- What to work on: Below are records to be output exactly, every one of them.

*** Opening Material for this task ***

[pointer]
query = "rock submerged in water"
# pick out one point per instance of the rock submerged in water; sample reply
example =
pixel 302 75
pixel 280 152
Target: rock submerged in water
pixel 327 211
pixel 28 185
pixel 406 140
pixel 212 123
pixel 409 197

*** Closing Material for this task ***

- Answer space:
[pointer]
query = "rock submerged in water"
# pick out one point per instance of the rock submerged in water; sample reply
example =
pixel 302 75
pixel 280 152
Target: rock submerged in water
pixel 327 211
pixel 28 185
pixel 406 140
pixel 212 123
pixel 409 197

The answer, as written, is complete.